## Document section
----------------

It's Getting Kinda Heavy

I can't help but think that my chronic disappointment and negativity toward myself and life in general is the result of my upbringing. How many times can you come up short before you bow you head and agree with the universe that you just suck!?
I sometimes can't help but think that maybe the "FAIL" that I often times feel as an adult has been ever so painfully branded into my DNA since childhood.
The very fiber of my being is coated with the heavy, thick, syrup of self doubt and feelings of inadequacy. The shit is heavy and sticky and it constantly weighs me down.
As a young child I thought with excitement , "someday I'll be a singer or a movie star or an elegant ballerina princess!"
The world was full of endless possibility and I was told I could be anything I wanted to be. That my friend is a lie!
I'm short, and fat, and I can only dance when I'm loaded and it's nothing worthy of admission to Juilliard.

----------------

## Extracted entries
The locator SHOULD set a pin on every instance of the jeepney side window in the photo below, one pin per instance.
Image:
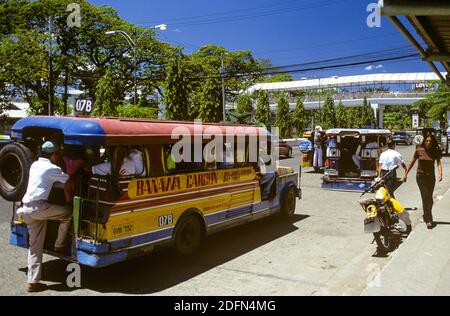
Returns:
(138, 155)
(241, 152)
(171, 166)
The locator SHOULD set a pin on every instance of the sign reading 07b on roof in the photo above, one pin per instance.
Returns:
(83, 106)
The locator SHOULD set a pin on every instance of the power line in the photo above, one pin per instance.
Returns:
(187, 19)
(257, 15)
(324, 44)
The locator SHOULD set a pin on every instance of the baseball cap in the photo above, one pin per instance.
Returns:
(49, 147)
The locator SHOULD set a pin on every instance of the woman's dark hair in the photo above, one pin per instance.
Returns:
(434, 151)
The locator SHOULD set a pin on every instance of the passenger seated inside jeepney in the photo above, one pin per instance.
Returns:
(132, 163)
(371, 143)
(74, 160)
(181, 166)
(348, 146)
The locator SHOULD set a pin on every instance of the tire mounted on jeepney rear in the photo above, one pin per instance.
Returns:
(15, 163)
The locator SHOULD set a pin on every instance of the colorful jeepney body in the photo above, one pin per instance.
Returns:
(352, 157)
(116, 218)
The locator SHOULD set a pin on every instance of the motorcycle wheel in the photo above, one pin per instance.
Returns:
(383, 240)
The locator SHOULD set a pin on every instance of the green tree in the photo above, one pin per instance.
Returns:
(328, 114)
(176, 94)
(341, 120)
(105, 97)
(263, 108)
(80, 55)
(133, 111)
(244, 104)
(283, 118)
(366, 113)
(353, 117)
(299, 118)
(210, 100)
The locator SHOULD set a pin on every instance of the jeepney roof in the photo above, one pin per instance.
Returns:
(125, 131)
(361, 131)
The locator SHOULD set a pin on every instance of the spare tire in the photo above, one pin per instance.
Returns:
(15, 163)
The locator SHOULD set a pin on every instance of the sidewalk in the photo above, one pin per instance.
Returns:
(421, 266)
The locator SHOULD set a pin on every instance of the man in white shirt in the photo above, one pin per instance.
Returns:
(389, 160)
(36, 211)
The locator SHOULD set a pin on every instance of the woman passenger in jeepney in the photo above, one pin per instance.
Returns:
(131, 163)
(74, 160)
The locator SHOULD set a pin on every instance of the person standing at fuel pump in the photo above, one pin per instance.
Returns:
(318, 150)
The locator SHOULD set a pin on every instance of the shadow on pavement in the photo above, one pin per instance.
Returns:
(163, 269)
(440, 223)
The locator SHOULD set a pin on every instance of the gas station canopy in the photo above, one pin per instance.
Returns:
(431, 21)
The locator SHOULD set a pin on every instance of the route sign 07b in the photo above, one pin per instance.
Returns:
(83, 106)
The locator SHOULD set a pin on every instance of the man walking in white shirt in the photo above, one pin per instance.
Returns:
(36, 211)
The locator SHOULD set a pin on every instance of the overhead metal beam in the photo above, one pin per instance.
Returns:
(414, 7)
(442, 57)
(396, 22)
(423, 28)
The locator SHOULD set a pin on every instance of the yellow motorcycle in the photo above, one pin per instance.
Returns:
(382, 214)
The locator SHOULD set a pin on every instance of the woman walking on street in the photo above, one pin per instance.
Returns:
(427, 154)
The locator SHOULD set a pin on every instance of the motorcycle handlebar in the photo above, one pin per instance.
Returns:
(379, 181)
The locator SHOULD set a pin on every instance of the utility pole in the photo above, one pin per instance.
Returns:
(50, 68)
(222, 73)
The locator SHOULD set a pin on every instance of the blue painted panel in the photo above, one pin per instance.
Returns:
(75, 131)
(346, 186)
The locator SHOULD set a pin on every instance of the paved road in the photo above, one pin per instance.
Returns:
(321, 251)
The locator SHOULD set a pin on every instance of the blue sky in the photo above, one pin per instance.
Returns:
(286, 32)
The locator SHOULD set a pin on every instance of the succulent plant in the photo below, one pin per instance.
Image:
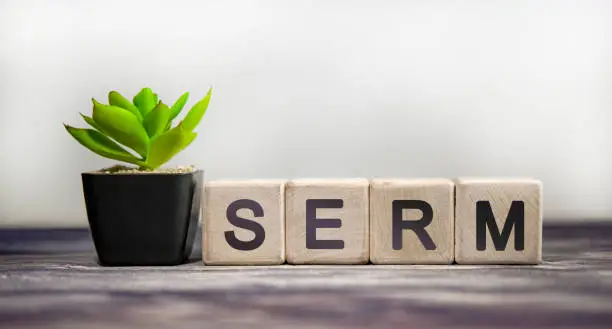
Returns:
(143, 125)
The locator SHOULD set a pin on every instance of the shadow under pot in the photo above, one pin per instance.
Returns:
(139, 219)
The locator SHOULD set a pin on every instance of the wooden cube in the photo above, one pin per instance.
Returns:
(498, 221)
(244, 222)
(412, 221)
(327, 221)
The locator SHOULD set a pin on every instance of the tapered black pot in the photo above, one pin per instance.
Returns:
(143, 218)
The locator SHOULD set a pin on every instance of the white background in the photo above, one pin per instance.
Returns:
(317, 89)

----------------

## What you have to do
Answer these questions about the essay "It's Getting Kinda Heavy":
1. As a young child, what three things did the writer think they might someday be?
2. According to the writer, what is the very fiber of their being coated with?
3. Which school does the writer say their dancing is not worthy of admission to?

## Solution
1. A singer, a movie star, or an elegant ballerina princess.
2. The heavy, thick syrup of self doubt and feelings of inadequacy.
3. Juilliard.